WORK ORDER: How do the lines below between the ones holding "positive clicks: (209, 290)" and "box: [185, 138, 224, 301]", inclusive, read? Give them again exactly, with no other lines.
::: DATA FOR THIS TASK :::
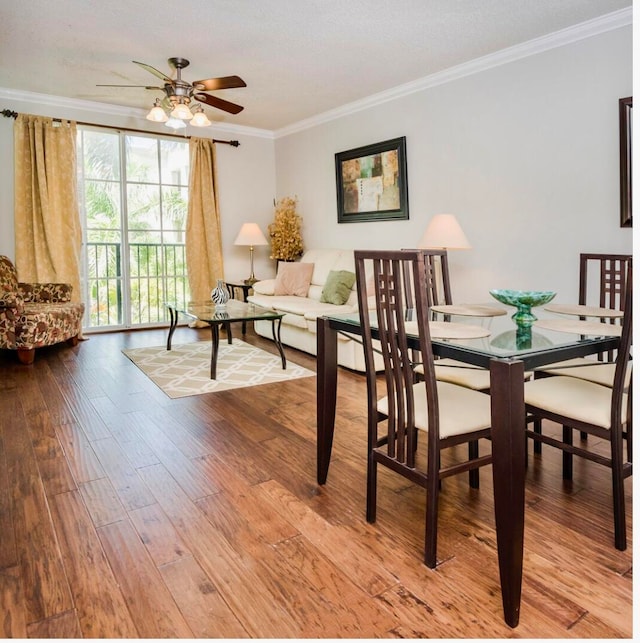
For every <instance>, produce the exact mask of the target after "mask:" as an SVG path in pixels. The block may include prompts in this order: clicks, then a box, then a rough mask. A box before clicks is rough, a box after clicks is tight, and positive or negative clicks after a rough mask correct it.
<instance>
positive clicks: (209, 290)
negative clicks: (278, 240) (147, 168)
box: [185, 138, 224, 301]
:::
::: DATA FOR THIS TASK :::
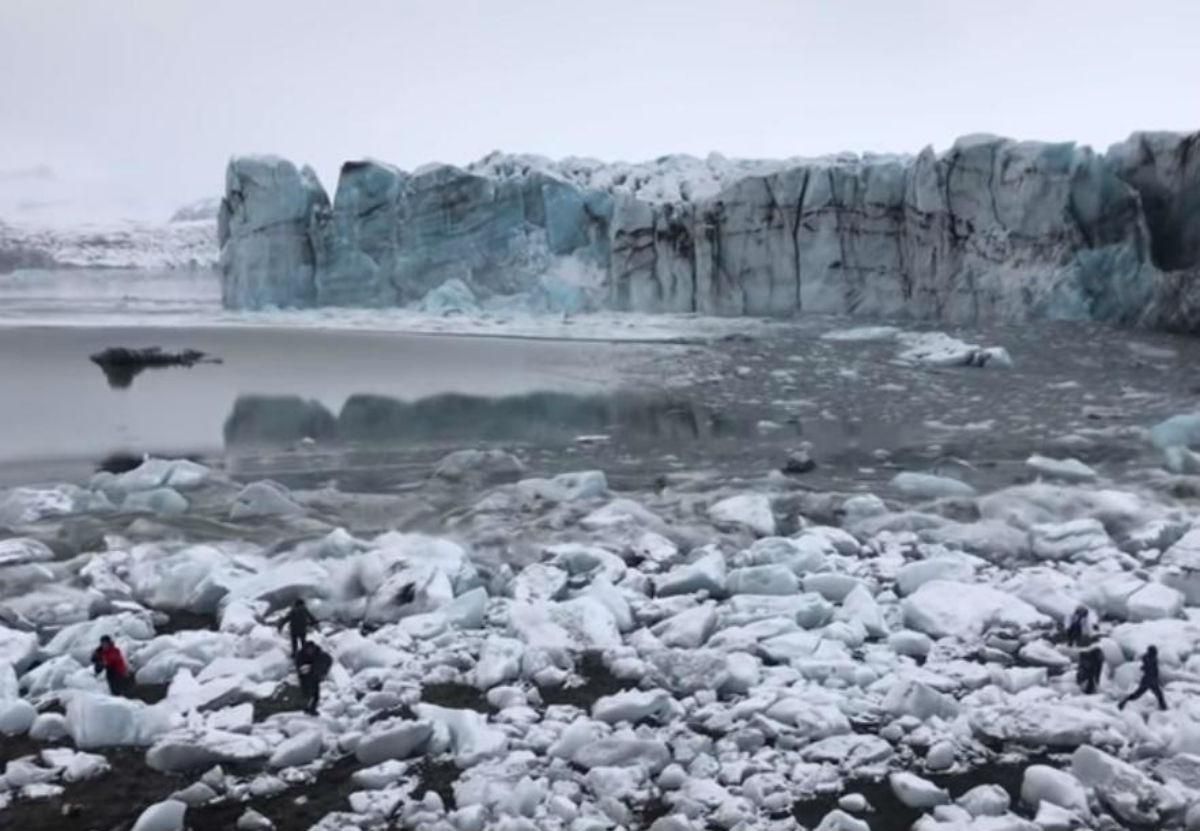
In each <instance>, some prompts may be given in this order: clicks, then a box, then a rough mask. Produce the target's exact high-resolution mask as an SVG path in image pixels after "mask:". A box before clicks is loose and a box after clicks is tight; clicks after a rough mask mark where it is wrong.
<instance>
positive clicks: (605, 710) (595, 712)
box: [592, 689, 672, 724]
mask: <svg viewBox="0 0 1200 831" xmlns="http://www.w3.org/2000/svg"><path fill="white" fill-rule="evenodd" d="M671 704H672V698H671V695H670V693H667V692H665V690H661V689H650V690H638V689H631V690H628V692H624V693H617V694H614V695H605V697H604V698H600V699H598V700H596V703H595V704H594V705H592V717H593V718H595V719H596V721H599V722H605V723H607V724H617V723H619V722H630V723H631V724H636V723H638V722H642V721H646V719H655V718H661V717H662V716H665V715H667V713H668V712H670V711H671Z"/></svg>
:::
::: DATA FOR THIS TASK :::
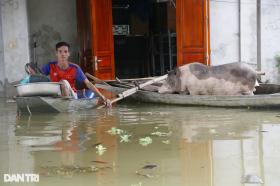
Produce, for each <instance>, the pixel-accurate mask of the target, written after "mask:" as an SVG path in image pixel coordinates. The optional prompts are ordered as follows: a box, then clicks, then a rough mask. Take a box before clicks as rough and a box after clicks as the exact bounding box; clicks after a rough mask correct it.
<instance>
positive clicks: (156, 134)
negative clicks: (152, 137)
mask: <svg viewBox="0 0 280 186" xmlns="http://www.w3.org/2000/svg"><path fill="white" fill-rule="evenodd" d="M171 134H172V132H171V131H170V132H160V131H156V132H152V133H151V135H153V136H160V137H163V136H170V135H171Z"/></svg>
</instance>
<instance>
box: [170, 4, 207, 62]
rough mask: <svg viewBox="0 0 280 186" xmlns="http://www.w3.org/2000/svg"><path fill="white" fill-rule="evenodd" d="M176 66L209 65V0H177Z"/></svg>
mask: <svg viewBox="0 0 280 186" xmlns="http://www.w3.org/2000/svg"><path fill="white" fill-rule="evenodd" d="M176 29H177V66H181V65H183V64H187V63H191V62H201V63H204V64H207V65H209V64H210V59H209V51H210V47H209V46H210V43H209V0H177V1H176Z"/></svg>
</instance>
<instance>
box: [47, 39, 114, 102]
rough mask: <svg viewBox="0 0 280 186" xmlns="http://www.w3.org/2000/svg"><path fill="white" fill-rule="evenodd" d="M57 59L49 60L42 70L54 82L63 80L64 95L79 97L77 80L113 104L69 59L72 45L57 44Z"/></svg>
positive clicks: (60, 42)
:::
RESULT:
positive clicks: (209, 290)
negative clicks: (278, 240) (147, 168)
box: [185, 138, 224, 301]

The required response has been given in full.